>> START Excerpted records

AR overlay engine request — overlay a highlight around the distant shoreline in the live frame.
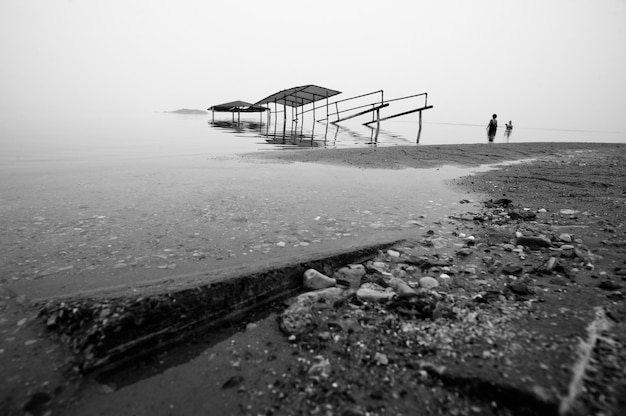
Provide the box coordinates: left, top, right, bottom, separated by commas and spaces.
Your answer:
164, 108, 207, 114
243, 142, 626, 169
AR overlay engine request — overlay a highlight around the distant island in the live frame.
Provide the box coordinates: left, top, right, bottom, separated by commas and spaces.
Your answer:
164, 108, 207, 114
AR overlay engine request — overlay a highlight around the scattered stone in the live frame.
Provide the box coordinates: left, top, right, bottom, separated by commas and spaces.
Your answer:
537, 257, 557, 274
222, 375, 243, 390
387, 277, 417, 296
279, 287, 347, 335
333, 264, 365, 289
420, 276, 439, 289
302, 269, 337, 290
374, 352, 389, 365
356, 286, 397, 302
559, 233, 572, 243
502, 263, 524, 276
598, 279, 622, 290
307, 355, 331, 380
517, 236, 552, 249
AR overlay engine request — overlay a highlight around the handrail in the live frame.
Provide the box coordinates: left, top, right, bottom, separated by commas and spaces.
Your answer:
300, 90, 384, 121
386, 92, 428, 106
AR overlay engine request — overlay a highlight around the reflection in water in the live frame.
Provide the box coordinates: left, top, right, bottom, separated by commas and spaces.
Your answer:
209, 114, 412, 148
504, 127, 513, 143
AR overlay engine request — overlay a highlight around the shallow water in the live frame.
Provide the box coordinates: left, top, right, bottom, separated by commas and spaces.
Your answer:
0, 111, 626, 162
0, 109, 620, 297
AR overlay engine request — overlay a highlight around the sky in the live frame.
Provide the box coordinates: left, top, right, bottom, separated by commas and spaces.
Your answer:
0, 0, 626, 132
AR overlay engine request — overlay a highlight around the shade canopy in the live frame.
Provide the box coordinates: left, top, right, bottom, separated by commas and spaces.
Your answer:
253, 85, 341, 107
209, 100, 267, 113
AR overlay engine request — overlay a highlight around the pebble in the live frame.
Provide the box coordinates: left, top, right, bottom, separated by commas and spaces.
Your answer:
356, 287, 396, 302
302, 269, 337, 290
559, 233, 572, 243
420, 276, 439, 289
517, 236, 552, 248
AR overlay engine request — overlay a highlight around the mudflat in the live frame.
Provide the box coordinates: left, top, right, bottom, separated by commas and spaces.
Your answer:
0, 143, 626, 414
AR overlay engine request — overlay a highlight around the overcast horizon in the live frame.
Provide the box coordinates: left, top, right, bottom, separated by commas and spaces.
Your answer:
0, 0, 626, 132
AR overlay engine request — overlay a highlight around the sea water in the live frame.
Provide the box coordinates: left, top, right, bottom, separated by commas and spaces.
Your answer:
0, 111, 626, 161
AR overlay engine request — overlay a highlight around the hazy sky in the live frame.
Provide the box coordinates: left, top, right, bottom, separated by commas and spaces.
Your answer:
0, 0, 626, 131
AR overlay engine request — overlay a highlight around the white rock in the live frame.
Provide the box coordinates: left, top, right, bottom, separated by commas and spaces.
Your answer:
302, 269, 337, 290
356, 287, 396, 302
420, 276, 439, 289
559, 233, 572, 243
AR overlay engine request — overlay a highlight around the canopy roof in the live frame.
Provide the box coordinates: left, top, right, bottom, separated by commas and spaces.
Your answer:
209, 100, 267, 113
253, 85, 341, 107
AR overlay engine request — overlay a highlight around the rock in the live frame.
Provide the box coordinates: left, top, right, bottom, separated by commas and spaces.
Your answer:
517, 236, 552, 248
559, 233, 572, 243
307, 355, 331, 380
537, 257, 557, 274
598, 279, 622, 290
508, 280, 533, 296
374, 352, 389, 365
420, 276, 439, 289
333, 264, 365, 289
508, 209, 537, 221
356, 287, 397, 302
367, 261, 389, 274
279, 287, 349, 335
502, 263, 524, 276
387, 277, 417, 296
222, 375, 243, 390
302, 269, 337, 290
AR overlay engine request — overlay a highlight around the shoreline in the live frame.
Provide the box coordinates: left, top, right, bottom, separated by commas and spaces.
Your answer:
242, 142, 626, 169
0, 143, 626, 414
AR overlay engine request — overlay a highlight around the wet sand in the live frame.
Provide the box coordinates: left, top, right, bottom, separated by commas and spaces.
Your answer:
0, 143, 626, 414
0, 143, 625, 299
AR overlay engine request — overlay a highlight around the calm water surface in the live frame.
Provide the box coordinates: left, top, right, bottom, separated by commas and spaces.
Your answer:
0, 112, 626, 161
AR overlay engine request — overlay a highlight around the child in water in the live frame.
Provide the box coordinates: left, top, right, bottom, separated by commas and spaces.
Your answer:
487, 114, 498, 142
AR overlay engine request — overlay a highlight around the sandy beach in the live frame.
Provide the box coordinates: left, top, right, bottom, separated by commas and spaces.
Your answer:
0, 143, 626, 414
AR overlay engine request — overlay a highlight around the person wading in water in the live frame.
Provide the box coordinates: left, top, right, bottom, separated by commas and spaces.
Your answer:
487, 114, 498, 142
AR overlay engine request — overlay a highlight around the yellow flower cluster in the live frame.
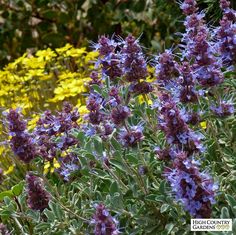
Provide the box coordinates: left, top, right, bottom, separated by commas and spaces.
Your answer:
0, 44, 97, 114
0, 44, 98, 174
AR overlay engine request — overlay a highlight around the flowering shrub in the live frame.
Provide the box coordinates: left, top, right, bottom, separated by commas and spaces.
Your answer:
0, 44, 97, 175
0, 0, 236, 235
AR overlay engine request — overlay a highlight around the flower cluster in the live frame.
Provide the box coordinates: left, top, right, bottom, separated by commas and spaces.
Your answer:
156, 50, 179, 85
164, 152, 218, 218
34, 102, 79, 160
215, 0, 236, 65
26, 172, 50, 211
0, 223, 10, 235
211, 101, 234, 118
181, 0, 223, 87
6, 109, 37, 163
91, 204, 119, 235
159, 94, 202, 153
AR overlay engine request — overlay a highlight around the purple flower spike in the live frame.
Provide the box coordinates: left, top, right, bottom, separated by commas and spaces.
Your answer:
95, 36, 122, 80
119, 126, 144, 147
164, 152, 218, 218
111, 106, 130, 125
91, 204, 119, 235
0, 223, 10, 235
121, 35, 147, 82
180, 0, 198, 15
26, 172, 50, 211
156, 50, 179, 84
215, 0, 236, 66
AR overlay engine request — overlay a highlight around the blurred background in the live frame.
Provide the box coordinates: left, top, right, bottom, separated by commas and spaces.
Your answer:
0, 0, 236, 68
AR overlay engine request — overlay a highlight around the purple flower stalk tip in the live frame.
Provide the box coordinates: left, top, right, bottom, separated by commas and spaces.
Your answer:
164, 152, 218, 218
121, 35, 147, 82
180, 0, 198, 15
119, 126, 144, 147
156, 50, 179, 85
111, 106, 130, 125
91, 204, 119, 235
26, 172, 50, 212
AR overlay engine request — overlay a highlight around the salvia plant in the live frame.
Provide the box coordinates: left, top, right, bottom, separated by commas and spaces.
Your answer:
0, 0, 236, 235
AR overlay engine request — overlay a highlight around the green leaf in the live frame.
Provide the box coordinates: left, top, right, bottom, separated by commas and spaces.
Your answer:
225, 194, 236, 208
110, 182, 119, 195
92, 84, 102, 95
160, 204, 169, 213
220, 207, 230, 219
110, 159, 127, 173
44, 209, 56, 221
11, 181, 24, 196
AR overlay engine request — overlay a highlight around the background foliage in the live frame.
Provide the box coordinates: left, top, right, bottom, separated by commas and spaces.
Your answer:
0, 0, 235, 67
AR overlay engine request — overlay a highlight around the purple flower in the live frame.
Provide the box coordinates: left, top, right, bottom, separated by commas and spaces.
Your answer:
121, 35, 147, 82
164, 152, 218, 218
109, 87, 121, 107
7, 109, 37, 163
178, 62, 198, 103
26, 172, 50, 212
89, 71, 102, 87
215, 0, 236, 66
119, 126, 144, 147
0, 223, 10, 235
158, 93, 202, 154
156, 50, 179, 85
57, 153, 80, 181
211, 101, 234, 118
111, 106, 130, 125
182, 1, 224, 86
130, 81, 154, 95
180, 0, 198, 15
91, 204, 119, 235
34, 102, 79, 161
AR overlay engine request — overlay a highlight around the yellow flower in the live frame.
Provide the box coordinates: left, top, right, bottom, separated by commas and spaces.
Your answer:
56, 43, 72, 54
3, 165, 15, 175
36, 48, 57, 61
65, 47, 86, 57
200, 121, 207, 130
27, 114, 40, 130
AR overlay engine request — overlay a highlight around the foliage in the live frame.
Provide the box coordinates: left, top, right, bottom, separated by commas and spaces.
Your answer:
0, 0, 181, 68
0, 44, 97, 176
0, 0, 236, 235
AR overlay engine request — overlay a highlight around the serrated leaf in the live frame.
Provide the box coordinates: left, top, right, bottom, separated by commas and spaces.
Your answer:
0, 190, 14, 201
165, 223, 175, 234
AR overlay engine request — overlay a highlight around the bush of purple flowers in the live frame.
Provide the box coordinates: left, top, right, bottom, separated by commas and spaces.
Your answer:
0, 0, 236, 235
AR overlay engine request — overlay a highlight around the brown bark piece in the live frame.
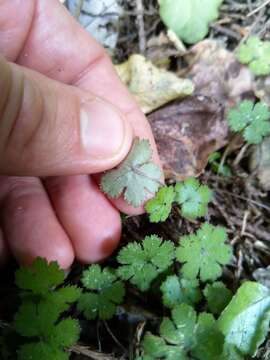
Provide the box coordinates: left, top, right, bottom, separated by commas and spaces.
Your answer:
148, 95, 228, 180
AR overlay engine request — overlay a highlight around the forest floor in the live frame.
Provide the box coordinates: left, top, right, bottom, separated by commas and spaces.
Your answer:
0, 0, 270, 360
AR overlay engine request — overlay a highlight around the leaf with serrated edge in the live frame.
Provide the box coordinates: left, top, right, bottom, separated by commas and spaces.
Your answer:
117, 235, 175, 291
101, 138, 162, 207
159, 0, 223, 44
160, 275, 201, 308
175, 178, 212, 219
145, 186, 175, 222
218, 281, 270, 356
227, 100, 270, 144
77, 265, 125, 320
176, 223, 232, 281
15, 258, 65, 294
203, 281, 232, 315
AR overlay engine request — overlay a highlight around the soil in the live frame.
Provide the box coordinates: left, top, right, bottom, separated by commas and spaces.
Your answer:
0, 0, 270, 360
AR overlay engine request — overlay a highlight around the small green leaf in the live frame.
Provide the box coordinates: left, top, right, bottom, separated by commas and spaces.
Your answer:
145, 186, 175, 222
159, 0, 223, 44
117, 235, 175, 291
227, 100, 270, 144
218, 281, 270, 356
142, 333, 188, 360
77, 265, 125, 320
14, 301, 61, 337
176, 223, 232, 281
236, 36, 270, 76
15, 258, 65, 295
50, 317, 80, 348
175, 178, 212, 219
101, 138, 162, 207
192, 313, 224, 360
160, 275, 201, 309
203, 281, 232, 314
160, 304, 197, 351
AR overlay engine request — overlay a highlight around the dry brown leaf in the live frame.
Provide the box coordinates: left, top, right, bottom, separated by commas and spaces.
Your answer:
116, 55, 194, 114
250, 137, 270, 191
254, 76, 270, 106
187, 40, 253, 107
148, 95, 228, 180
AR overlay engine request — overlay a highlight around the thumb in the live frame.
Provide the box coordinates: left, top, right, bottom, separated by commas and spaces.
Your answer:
0, 57, 132, 176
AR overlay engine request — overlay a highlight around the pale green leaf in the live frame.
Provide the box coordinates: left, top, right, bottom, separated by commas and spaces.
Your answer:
203, 281, 233, 314
77, 265, 125, 320
50, 317, 80, 348
18, 341, 69, 360
15, 258, 65, 295
101, 138, 162, 207
160, 275, 201, 308
176, 223, 232, 281
159, 0, 223, 44
160, 304, 197, 351
236, 36, 270, 76
227, 100, 270, 144
145, 186, 175, 222
175, 178, 212, 219
192, 313, 224, 360
117, 235, 175, 291
219, 282, 270, 356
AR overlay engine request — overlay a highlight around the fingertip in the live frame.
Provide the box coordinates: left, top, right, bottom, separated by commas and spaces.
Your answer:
45, 175, 121, 264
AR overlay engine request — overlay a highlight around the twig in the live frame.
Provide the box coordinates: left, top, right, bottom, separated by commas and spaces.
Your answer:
247, 0, 270, 17
136, 0, 146, 54
103, 321, 126, 352
241, 211, 250, 236
210, 23, 242, 40
70, 345, 117, 360
215, 189, 270, 211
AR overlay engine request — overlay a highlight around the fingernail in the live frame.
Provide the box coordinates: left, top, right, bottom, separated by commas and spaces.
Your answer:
80, 99, 129, 159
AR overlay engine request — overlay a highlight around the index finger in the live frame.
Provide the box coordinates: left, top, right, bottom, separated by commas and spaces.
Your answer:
0, 0, 159, 213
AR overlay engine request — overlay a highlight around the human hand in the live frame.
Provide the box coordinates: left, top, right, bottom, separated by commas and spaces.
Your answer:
0, 0, 158, 268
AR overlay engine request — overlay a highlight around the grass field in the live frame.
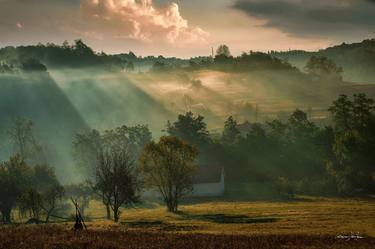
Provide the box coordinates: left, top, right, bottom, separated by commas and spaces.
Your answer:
0, 198, 375, 249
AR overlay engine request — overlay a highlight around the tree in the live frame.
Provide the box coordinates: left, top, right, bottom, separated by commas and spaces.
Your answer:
167, 112, 209, 147
140, 136, 197, 212
65, 182, 93, 217
73, 125, 152, 219
328, 94, 375, 195
19, 165, 64, 222
0, 156, 30, 223
21, 58, 47, 72
216, 45, 232, 57
73, 130, 103, 178
305, 56, 343, 81
95, 147, 141, 222
221, 116, 241, 144
125, 61, 135, 72
8, 118, 42, 162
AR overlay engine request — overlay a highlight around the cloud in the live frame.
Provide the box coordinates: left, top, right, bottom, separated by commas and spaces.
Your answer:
232, 0, 375, 39
81, 0, 208, 46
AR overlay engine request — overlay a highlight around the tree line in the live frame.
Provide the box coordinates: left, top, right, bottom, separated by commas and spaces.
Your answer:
0, 94, 375, 222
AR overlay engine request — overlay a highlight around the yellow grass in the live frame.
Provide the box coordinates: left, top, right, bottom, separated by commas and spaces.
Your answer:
83, 198, 375, 237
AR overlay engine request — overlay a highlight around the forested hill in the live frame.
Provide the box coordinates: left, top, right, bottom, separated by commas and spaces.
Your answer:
271, 39, 375, 83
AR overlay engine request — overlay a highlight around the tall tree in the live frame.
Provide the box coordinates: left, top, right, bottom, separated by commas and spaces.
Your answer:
140, 137, 197, 212
95, 147, 141, 222
0, 156, 30, 223
305, 56, 343, 81
222, 116, 241, 144
167, 112, 209, 147
216, 45, 232, 57
329, 94, 375, 195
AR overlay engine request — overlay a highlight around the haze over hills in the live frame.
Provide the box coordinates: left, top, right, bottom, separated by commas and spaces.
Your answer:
0, 40, 375, 183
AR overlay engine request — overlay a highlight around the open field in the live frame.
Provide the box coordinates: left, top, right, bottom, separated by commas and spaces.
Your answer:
0, 198, 375, 249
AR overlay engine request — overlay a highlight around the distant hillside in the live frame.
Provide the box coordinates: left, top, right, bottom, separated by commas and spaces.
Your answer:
0, 72, 88, 182
271, 39, 375, 83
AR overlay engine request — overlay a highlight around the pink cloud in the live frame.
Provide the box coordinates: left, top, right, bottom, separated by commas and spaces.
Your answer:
16, 22, 23, 29
81, 0, 209, 46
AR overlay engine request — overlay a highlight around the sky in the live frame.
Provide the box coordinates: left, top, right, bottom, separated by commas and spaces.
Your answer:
0, 0, 375, 58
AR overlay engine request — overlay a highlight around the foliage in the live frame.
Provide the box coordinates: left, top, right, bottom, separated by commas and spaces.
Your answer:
73, 125, 152, 178
216, 45, 231, 57
221, 116, 241, 144
0, 156, 31, 223
94, 146, 141, 222
305, 56, 343, 81
140, 137, 197, 212
167, 112, 209, 147
328, 94, 375, 195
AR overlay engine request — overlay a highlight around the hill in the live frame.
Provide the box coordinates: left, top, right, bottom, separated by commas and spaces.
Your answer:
271, 39, 375, 83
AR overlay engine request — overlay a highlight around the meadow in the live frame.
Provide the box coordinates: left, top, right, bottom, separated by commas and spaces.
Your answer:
0, 198, 375, 249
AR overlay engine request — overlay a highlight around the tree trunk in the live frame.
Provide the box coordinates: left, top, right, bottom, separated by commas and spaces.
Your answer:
105, 204, 111, 220
113, 207, 120, 222
1, 209, 12, 223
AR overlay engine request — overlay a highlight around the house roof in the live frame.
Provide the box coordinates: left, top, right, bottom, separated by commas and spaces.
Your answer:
194, 164, 223, 184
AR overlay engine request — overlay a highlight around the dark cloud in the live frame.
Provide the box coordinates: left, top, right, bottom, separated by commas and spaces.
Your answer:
233, 0, 375, 39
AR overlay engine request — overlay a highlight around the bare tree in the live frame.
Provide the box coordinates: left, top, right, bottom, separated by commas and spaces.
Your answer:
95, 147, 141, 222
140, 137, 197, 212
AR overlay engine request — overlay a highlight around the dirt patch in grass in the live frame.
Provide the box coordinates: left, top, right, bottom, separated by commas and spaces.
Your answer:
180, 213, 278, 224
121, 220, 203, 232
0, 225, 375, 249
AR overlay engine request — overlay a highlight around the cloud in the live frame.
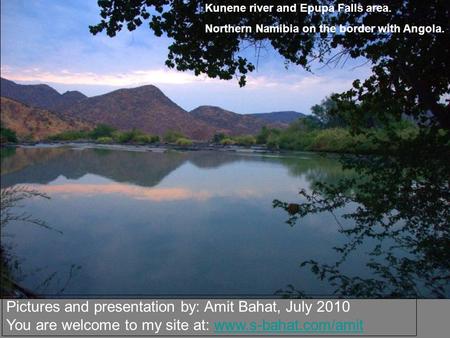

>> END Excerpted records

Job -
Rewrite the stretch of the listing from the line containing "the tree in the live frame." through the line containing "0, 94, 375, 222", requests included. Shift every coordinate in the answers up by 77.

Exercise solution -
AR overlay engine request — overlay a highlight around the tree in the live frame.
Provide the box coordinates: left, top, right, bottom, separated by commas and spaces.
Your answer:
244, 189, 286, 224
217, 213, 274, 289
142, 259, 170, 294
150, 202, 229, 296
405, 171, 452, 272
96, 242, 141, 299
77, 233, 107, 300
98, 135, 124, 149
293, 122, 309, 134
150, 207, 180, 255
382, 133, 420, 158
172, 224, 218, 299
298, 193, 318, 221
202, 138, 212, 149
85, 195, 119, 239
AR overlay engine request — overlay a highlight around the cloud in the live frame.
Provide the box coordinates: left, top, right, bottom, separated by commas and spaces.
Your answer:
309, 77, 452, 116
158, 77, 285, 123
AR overlay engine request — overlay a highlight around the tree line in the live frame.
Provide the box coordinates: left, top, right, bottom, separated by commas and spaces.
Your answer:
77, 171, 452, 299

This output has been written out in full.